### [The problem]
Each record must be returned exactly, apart from the pictures, which stay out.

### [Task input]
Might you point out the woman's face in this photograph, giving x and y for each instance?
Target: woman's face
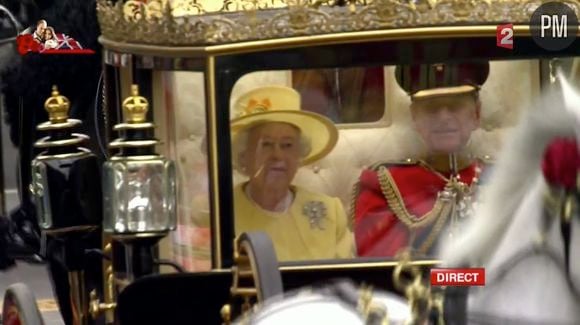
(272, 155)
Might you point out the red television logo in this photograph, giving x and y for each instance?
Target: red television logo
(504, 36)
(458, 277)
(45, 40)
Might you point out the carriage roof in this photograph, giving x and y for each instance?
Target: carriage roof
(182, 27)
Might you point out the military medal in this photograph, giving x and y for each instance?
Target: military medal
(315, 211)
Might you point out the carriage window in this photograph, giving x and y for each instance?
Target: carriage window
(323, 190)
(349, 95)
(181, 126)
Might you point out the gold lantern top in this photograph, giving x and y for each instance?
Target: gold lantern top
(57, 107)
(209, 22)
(135, 107)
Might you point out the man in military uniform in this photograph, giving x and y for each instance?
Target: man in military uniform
(413, 203)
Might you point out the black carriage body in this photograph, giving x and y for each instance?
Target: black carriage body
(71, 195)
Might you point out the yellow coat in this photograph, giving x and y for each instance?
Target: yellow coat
(291, 232)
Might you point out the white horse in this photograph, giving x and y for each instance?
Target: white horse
(515, 238)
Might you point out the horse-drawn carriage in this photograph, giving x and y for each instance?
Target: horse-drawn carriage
(174, 74)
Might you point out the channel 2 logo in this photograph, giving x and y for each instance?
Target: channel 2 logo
(504, 36)
(553, 26)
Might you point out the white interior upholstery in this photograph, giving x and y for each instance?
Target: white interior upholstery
(511, 86)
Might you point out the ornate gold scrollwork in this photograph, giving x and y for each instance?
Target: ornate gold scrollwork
(187, 22)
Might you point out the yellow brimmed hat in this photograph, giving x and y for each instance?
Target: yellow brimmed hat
(282, 104)
(422, 81)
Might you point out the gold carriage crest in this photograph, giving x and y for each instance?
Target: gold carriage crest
(315, 211)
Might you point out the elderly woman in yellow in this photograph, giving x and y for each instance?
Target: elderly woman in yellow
(272, 138)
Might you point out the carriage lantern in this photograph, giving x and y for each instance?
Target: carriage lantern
(139, 189)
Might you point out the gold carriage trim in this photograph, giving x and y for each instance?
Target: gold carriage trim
(194, 23)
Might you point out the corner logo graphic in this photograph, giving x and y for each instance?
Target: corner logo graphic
(44, 40)
(504, 36)
(554, 26)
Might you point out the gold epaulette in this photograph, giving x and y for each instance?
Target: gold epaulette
(388, 163)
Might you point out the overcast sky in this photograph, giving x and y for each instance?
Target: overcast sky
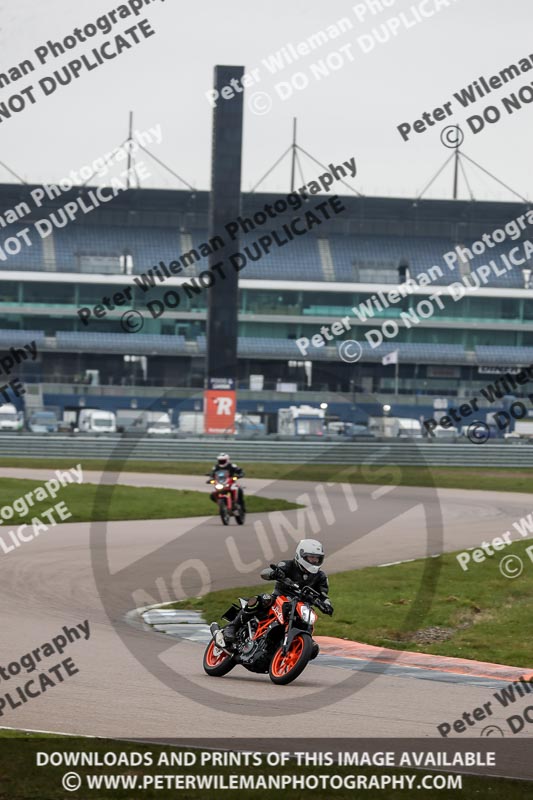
(353, 112)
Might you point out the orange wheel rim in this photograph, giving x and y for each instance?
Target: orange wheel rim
(282, 664)
(213, 659)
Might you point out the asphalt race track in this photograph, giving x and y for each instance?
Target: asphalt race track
(50, 582)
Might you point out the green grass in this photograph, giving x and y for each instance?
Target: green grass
(90, 502)
(488, 478)
(22, 779)
(488, 615)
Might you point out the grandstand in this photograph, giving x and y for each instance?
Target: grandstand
(286, 295)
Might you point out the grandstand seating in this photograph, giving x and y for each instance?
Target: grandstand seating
(504, 356)
(257, 347)
(149, 344)
(357, 259)
(18, 338)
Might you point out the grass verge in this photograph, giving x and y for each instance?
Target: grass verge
(478, 614)
(92, 503)
(488, 478)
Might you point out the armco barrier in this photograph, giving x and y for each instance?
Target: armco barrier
(404, 452)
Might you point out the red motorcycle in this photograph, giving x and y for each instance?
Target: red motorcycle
(227, 497)
(280, 643)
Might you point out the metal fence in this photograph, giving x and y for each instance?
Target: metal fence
(405, 452)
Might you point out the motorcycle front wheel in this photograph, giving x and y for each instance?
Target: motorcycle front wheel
(216, 662)
(286, 668)
(224, 513)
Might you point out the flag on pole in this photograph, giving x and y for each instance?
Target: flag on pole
(390, 358)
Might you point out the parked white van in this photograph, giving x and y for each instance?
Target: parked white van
(10, 418)
(92, 420)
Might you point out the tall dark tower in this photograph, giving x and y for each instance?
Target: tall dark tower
(224, 206)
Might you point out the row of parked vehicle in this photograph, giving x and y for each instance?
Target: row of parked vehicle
(87, 420)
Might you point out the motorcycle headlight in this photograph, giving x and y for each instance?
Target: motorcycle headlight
(308, 615)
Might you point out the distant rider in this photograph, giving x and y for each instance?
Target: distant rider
(303, 569)
(224, 462)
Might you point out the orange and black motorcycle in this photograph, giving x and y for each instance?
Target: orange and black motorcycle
(278, 641)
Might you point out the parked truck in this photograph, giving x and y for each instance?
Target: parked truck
(93, 420)
(10, 418)
(301, 421)
(135, 421)
(395, 427)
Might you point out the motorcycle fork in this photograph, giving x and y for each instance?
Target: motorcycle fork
(289, 626)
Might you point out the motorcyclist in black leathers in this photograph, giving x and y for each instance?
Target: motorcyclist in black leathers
(224, 462)
(303, 569)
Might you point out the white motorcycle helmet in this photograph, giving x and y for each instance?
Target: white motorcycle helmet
(223, 460)
(309, 555)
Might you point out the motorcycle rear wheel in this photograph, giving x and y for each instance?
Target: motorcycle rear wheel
(286, 668)
(216, 663)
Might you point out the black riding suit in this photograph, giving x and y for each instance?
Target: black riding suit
(262, 602)
(235, 471)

### [Result below]
Might you point out the woman's face in this photograph, giving x and y for each instance?
Target: woman's face
(272, 155)
Might you point out the red television logo in this photograph, giving x and y for each instance?
Target: red television logo
(504, 36)
(458, 277)
(45, 40)
Might you point out the carriage roof in this photograph, giving x and y for each instance?
Target: carriage roof
(182, 27)
Might you point out the military medal in this photograph, giving x and y for each instance?
Target: military medal
(315, 211)
Might you point out the carriage window in this photograph, giving x and y for each instance?
Target: carriage window
(323, 190)
(349, 95)
(181, 126)
Might you point out the gold lantern top in this photograph, giving x and y for each instance?
Target: gold lantern top
(57, 107)
(209, 22)
(135, 107)
Might you point out the man in military uniform in this photograph, giving x and y for each instance?
Target: man in military uniform
(413, 203)
Might you point out the black carriage body in this photograph, giving x and y for each instance?
Target: black carriage body
(71, 195)
Might you point out the yellow coat in this photograph, giving x and y for each instance?
Target: yellow coat
(291, 232)
Might you point out the white horse in this photograph, giving x and y for each instance?
Target: white horse
(515, 238)
Might you point out the horse-drawn carriage in this photograph, giving x and y for each instance?
Target: horse-drawn carriage
(174, 74)
Might you point out the channel 2 logo in this photograph, giving x and y for each instance?
Target: channel 2 logo
(504, 36)
(553, 26)
Might you point out the white interior upholstery in this photograph, giving x and y for each instance?
Target: white interior upholstery
(511, 86)
Might you point out the ornate gold scrollwork in this photograph, giving x and y for each instance?
Target: ornate gold scrollwork
(187, 22)
Might you point out the yellow brimmed hat in this photograph, giving x and y for each instance?
Target: yellow brimmed hat
(282, 104)
(422, 81)
Might you point out the gold carriage crest in this photograph, giving x and y for each instance?
Target: gold carriage crest
(315, 211)
Might you point out the elderly woman in yellow in this photograph, giving x and y for each instance?
Target: elderly woman in yellow
(272, 138)
Might you point out the carriage lantern in this photograph, giving x and y for each instance?
Target: carriage lantern
(139, 189)
Might you point out the gold carriage trim in this photograph, giving x and y for each instance?
Target: gold carriage trim
(194, 23)
Might you point out the corner logo graphic in this photograph, giving x and y for each instance?
Target: corner logo graphic
(44, 40)
(504, 36)
(554, 26)
Might you point out the gold epaulette in this photograph, giving x and y for each instance?
Target: gold epaulette
(388, 163)
Might you point out the overcast sky in this photograph, giving x and y for each instance?
Target: overcast sky
(353, 112)
Might you point out the orange wheel rim in this photograph, giving x and y for each instance?
Target: orange wheel rim
(282, 664)
(213, 659)
Might you point out the asphalt race track in this photograph, giving x and y for each instance?
Target: asphalt race track
(50, 582)
Might you point out the green grass in this photograph, giving x and y for each instance?
Target: green grass
(90, 502)
(488, 478)
(22, 779)
(488, 615)
Might you point out the grandstand in this photograph, giving x and y for each instance?
Target: grandstand
(286, 295)
Might you point out the grandstand seating in this photograph, giving x and y for each instance?
Target: grandstand seating
(504, 356)
(257, 347)
(149, 344)
(357, 259)
(18, 338)
Might you point out the grass verge in this photograph, giving x and y for each instance?
Target: grass verge
(478, 614)
(92, 503)
(488, 478)
Might you point out the armco barrier in this photograph, giving x and y for each instance?
Target: armco barrier
(404, 452)
Might you point out the red motorcycle in this photograph, giving x and y for each instance?
Target: red motorcycle
(227, 497)
(280, 643)
Might you point out the metal fence in this photograph, giving x and y for each instance?
Target: metal fence
(405, 452)
Might you point out the motorcycle front wheel in this photograph, giving x and y for each instance?
Target: motorcycle front wheel
(216, 662)
(286, 668)
(224, 513)
Might you point out the flag on pole in this photograph, giving x and y for each instance?
Target: flag on pole
(390, 358)
Might you point out the parked white van in this photograph, giving x and y for each instance?
Target: parked white van
(10, 418)
(92, 420)
Might you point out the tall dark tower in this photograph, giving x and y for each instance?
Target: tall dark tower
(224, 206)
Might you point out the row of parked vehicle in this photograph, giving x and y for each instance?
Target: row of parked vehicle
(87, 420)
Might you point out the motorcycle headlight in this photograph, giving x and y for each instance?
Target: motorcycle headlight
(308, 615)
Might you point out the distant rider in this photograph, giving x and y for each instance?
Target: distant rider
(303, 569)
(224, 462)
Might you point out the orange and black motorcycle in this photograph, giving x and y for each instance?
Target: orange and black motorcycle
(278, 641)
Might you point out the parked truck in this photograph, giving x and y for each instance?
Target: parked truck
(93, 420)
(10, 418)
(301, 421)
(135, 421)
(395, 427)
Might you point out the motorcycle fork in this photograph, giving x and y for each instance?
Target: motorcycle fork
(289, 626)
Might you point out the motorcyclist in black leathers in this photograph, giving x and y for each instance?
Target: motorcyclist in black leathers
(224, 462)
(303, 569)
Might you point out the white motorcycle helmet in this photograph, giving x and y for each instance?
Target: white motorcycle helmet
(223, 460)
(309, 555)
Might you point out the motorcycle rear wheel in this photograph, giving x and y for each instance?
Target: motorcycle rear wheel
(286, 668)
(216, 663)
Might you point out the black riding suit in this photograph, giving x and y for each instance?
Target: black riding suit
(262, 602)
(235, 471)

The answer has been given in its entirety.